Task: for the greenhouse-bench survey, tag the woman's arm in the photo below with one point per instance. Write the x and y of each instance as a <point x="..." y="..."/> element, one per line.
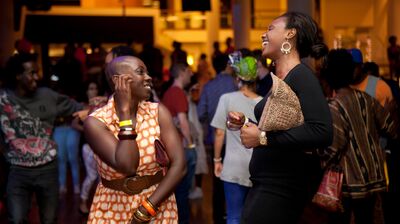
<point x="121" y="155"/>
<point x="174" y="149"/>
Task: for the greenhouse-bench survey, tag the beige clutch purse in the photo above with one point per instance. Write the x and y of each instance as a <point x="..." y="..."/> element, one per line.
<point x="282" y="110"/>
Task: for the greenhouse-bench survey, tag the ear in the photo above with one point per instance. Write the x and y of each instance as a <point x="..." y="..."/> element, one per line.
<point x="292" y="32"/>
<point x="114" y="78"/>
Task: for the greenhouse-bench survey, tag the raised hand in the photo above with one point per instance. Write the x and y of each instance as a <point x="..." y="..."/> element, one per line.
<point x="122" y="96"/>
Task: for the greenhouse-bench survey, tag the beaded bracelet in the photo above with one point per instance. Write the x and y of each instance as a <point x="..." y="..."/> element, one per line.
<point x="150" y="208"/>
<point x="140" y="216"/>
<point x="125" y="123"/>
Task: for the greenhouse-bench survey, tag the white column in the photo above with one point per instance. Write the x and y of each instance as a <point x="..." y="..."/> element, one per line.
<point x="241" y="23"/>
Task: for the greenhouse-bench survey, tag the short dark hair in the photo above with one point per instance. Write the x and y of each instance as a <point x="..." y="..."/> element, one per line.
<point x="14" y="67"/>
<point x="177" y="68"/>
<point x="122" y="50"/>
<point x="309" y="41"/>
<point x="338" y="68"/>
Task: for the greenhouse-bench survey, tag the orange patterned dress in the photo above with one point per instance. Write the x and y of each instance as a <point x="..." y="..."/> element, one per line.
<point x="111" y="206"/>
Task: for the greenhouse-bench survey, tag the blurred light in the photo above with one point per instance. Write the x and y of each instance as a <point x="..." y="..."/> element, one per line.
<point x="190" y="59"/>
<point x="269" y="61"/>
<point x="54" y="78"/>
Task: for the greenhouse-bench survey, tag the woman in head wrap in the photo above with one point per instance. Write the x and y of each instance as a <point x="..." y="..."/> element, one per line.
<point x="234" y="168"/>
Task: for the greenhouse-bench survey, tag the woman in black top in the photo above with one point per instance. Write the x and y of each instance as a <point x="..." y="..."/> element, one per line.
<point x="284" y="171"/>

----

▶ INSTRUCTIONS FOR THE TASK:
Reproduce each record above by retyping it exactly; omit all images.

▶ SOLVED EXERCISE:
Task: for the greenhouse-bench survey, tag the woman's arm in the photo below with one point per instance. Write the x and y of each instance as a <point x="..." y="..."/> element, one per line.
<point x="121" y="155"/>
<point x="174" y="149"/>
Task: for the greenhouse-bench survey, tag the beige clutch purse in the photo above with one point per instance. Write the x and y of each instance as a <point x="..." y="..."/> element, one per line.
<point x="282" y="110"/>
Task: for the greenhouse-bench survey, tag the ear in the photo above with one point per instance. Write the x and y of each instance as a <point x="..." y="..."/> element, one per line.
<point x="292" y="32"/>
<point x="114" y="78"/>
Task: for the greenhouse-bench survey, tag the raised hand in the photo above with one point per instance. Write the x and y of each instance as a <point x="..." y="..."/> element, one per line.
<point x="122" y="96"/>
Task: for the greenhouse-bench survey, tag the beaded bracelet in the photo above with one point per instance. Write the x and y of each instance as a <point x="..." y="..."/> element, one per line.
<point x="150" y="208"/>
<point x="140" y="216"/>
<point x="125" y="123"/>
Task: for the greenhouse-bench survey, tag the white column in the photo above with one point per instance. Write the x and y of each instance as a <point x="..." y="..."/> element, one per line.
<point x="241" y="23"/>
Task: for the greenhouse-bench survey, tag the short dark hair in the photo above with one point per instance. Write the x and y of each instance as a <point x="..." y="..."/> element, one per line.
<point x="14" y="67"/>
<point x="177" y="68"/>
<point x="122" y="50"/>
<point x="309" y="41"/>
<point x="338" y="68"/>
Task: for the greenhouse-bench survey, tag the orange patterned dress in the photo above with one point per instance. Write the x and y of each instance as a <point x="..." y="..."/> element, one per line.
<point x="111" y="206"/>
Task: for the greenhouse-bench survey, tag the blurred light in the photo above with one point per instance. Write the x and y of each instance as a <point x="..." y="..."/> element, one per line.
<point x="190" y="59"/>
<point x="269" y="61"/>
<point x="54" y="78"/>
Task: for the greenhouse-bench survey, tag the woman in head wrap in the photo above with one point per instance. Write the x and y of each instance as a <point x="..." y="..."/> element, one per line.
<point x="234" y="168"/>
Task: for the greenhouse-bench survey, tag the woman in black top in the photo above with one point per instance. Write the x and y of each instance as a <point x="..." y="..."/> element, one per line.
<point x="284" y="171"/>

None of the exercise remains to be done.